Write down every entry below once more, exactly.

Stored data entries
-=-=-

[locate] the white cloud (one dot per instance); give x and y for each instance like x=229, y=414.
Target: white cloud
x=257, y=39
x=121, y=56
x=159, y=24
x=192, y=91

-=-=-

- _Response for this exercise_
[locate] the white cloud (one dot per instance); give x and y for each instance like x=229, y=414.
Target: white cloud
x=257, y=39
x=121, y=56
x=159, y=24
x=192, y=91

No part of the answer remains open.